Assignment: Resume the excerpt from the Universal Health Services quarterly report, adding the sentences that would follow its final paragraph.

Provided text:

____

This Quarterly Report on Form 10-Q is for the quarterly period ended September 30, 2019. In this Quarterly Report, “we,” “us,” “our” “UHS” and the “Company” refer to Universal Health Services, Inc. and its subsidiaries.

The condensed consolidated interim financial statements include the accounts of our majority-owned subsidiaries and partnerships and limited liability companies controlled by us, or our subsidiaries, as managing general partner or managing member. The condensed consolidated interim financial statements included herein have been prepared by us, without audit, pursuant to the rules and regulations of the Securities and Exchange Commission (“SEC”) and reflect all adjustments (consisting only of normal recurring adjustments) which, in our opinion, are necessary to fairly state results for the interim periods. Certain information and footnote disclosures normally included in audited consolidated financial statements prepared in accordance with accounting principles generally accepted in the United States of America have been condensed or omitted pursuant to such rules and regulations, although we believe that the accompanying disclosures are adequate to make the information presented not misleading. These condensed consolidated interim financial statements should be read in conjunction with the audited consolidated financial statements, significant accounting policies and the notes thereto included in our Annual Report on Form 10-K for the year ended December 31, 2018.

____

Extracted data:

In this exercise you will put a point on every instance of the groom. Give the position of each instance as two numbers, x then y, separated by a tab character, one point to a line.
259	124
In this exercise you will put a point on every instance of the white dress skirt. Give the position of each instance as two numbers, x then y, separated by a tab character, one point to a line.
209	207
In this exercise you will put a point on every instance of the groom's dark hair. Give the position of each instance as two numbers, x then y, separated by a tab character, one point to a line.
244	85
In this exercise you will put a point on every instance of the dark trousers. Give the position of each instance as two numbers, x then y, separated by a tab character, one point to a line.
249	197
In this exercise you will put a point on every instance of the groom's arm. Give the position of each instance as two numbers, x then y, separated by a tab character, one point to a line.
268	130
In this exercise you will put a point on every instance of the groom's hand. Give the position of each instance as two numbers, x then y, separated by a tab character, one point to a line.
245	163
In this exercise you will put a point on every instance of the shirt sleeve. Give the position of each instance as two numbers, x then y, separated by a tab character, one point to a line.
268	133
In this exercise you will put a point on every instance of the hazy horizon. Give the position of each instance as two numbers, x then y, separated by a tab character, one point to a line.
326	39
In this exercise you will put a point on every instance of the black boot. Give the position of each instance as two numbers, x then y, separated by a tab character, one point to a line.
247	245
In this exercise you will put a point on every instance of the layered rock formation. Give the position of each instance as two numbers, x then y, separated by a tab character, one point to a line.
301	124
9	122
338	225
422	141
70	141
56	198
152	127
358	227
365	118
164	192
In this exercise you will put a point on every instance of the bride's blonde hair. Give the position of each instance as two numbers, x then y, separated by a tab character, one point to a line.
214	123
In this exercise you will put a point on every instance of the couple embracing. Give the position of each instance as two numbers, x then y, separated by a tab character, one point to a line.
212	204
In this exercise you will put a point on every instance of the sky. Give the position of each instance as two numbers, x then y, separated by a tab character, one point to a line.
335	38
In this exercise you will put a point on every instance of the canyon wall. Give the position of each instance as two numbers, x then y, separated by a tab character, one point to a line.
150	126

____

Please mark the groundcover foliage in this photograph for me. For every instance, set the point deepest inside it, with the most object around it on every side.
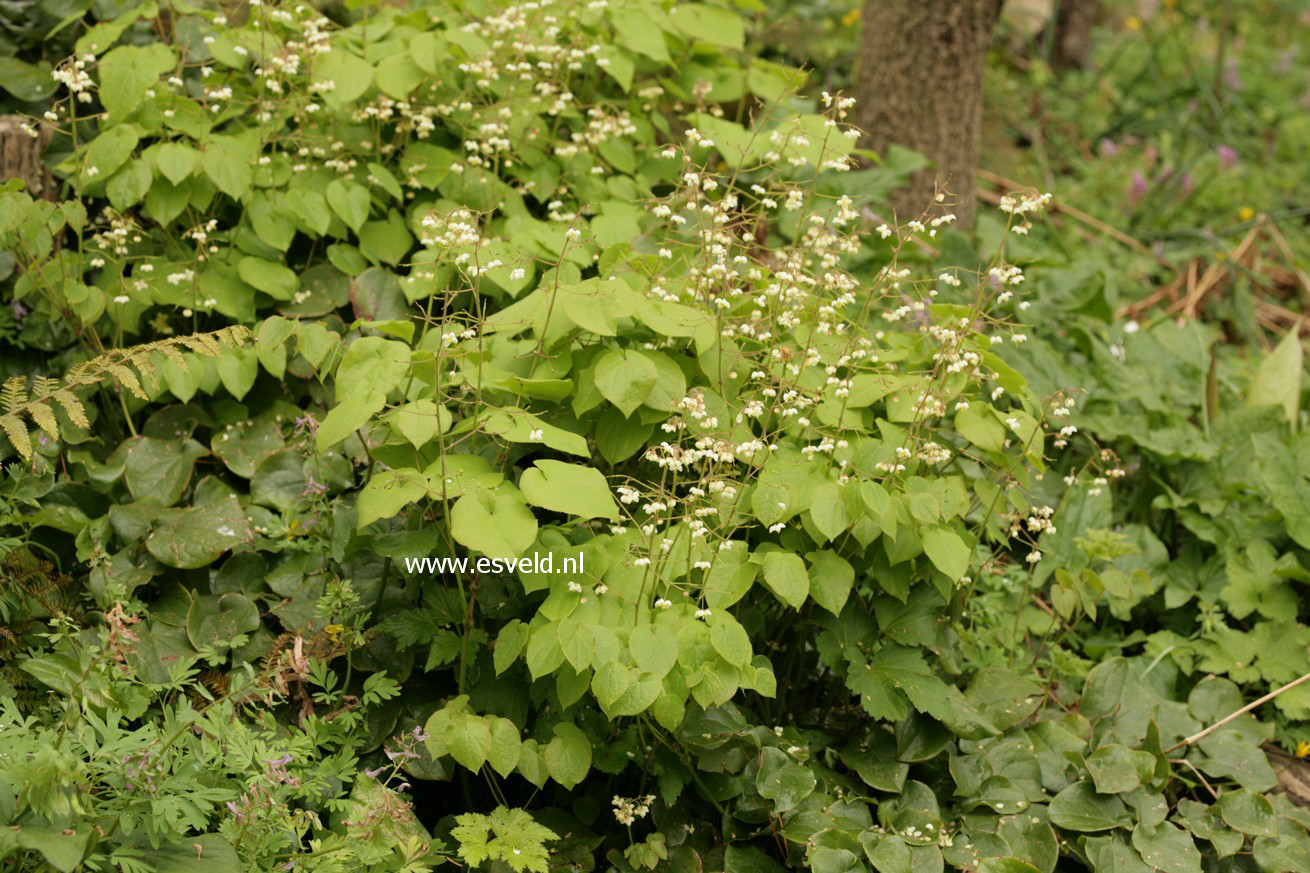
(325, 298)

____

Answer space:
Provision for Asset Impairment-Foundations Recovery Network:

Our financial results for the three and nine-month periods ended September 30, 2019, include an aggregate pre-tax provision for asset impairment of $97.6 million recorded in connection with Foundations Recovery Network, L.L.C. (“Foundations”), which was acquired by us in 2015. This pre-tax provision for asset impairment includes: (i) a $74.9 million impairment provision to write-off the carrying value of the Foundations’ tradename intangible asset, and; (ii) a $22.7 million impairment provision to reduce the carrying value of real property assets of certain Foundations’ facilities.

This provision for asset impairment, which is included in other operating expenses in our consolidated statements of income and the behavioral health services operating segment for the three and nine-month periods ended September 30, 2019, was recorded after evaluation of the estimated fair value of the Foundations’ tradename using the income approach as well as certain related real property assets using the market approach. The provision for asset impairment was impacted by the following: (i) recent decisions made by management to cancel the opening of future planned de novo facilities; (ii) further reductions in projected future patient volumes, revenues and cash flows based upon the operating trends and financial results experienced by existing facilities, and; (iii) competitive pressures experienced in certain markets.